What the task asks =
Convert every line of the rows below into a Markdown table with the columns No. and Line, numbering each line and skipping blank ones. Leave the pictures out.

Data extract =
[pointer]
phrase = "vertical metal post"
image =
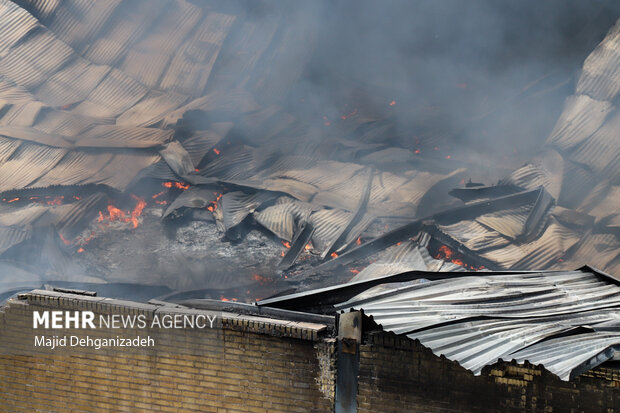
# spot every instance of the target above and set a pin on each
(348, 361)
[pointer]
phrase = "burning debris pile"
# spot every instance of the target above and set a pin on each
(174, 139)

Output =
| No. | Line |
|---|---|
| 1 | [pointer] |
| 2 | phrase = "vertical metal post" |
| 3 | image = |
| 4 | # spot every instance of the target above and set a pin on each |
| 5 | (348, 361) |
| 6 | [pointer] |
| 7 | phrase = "burning debris pile" |
| 8 | # spot every instance of the target above and set a pin on each |
| 9 | (174, 139) |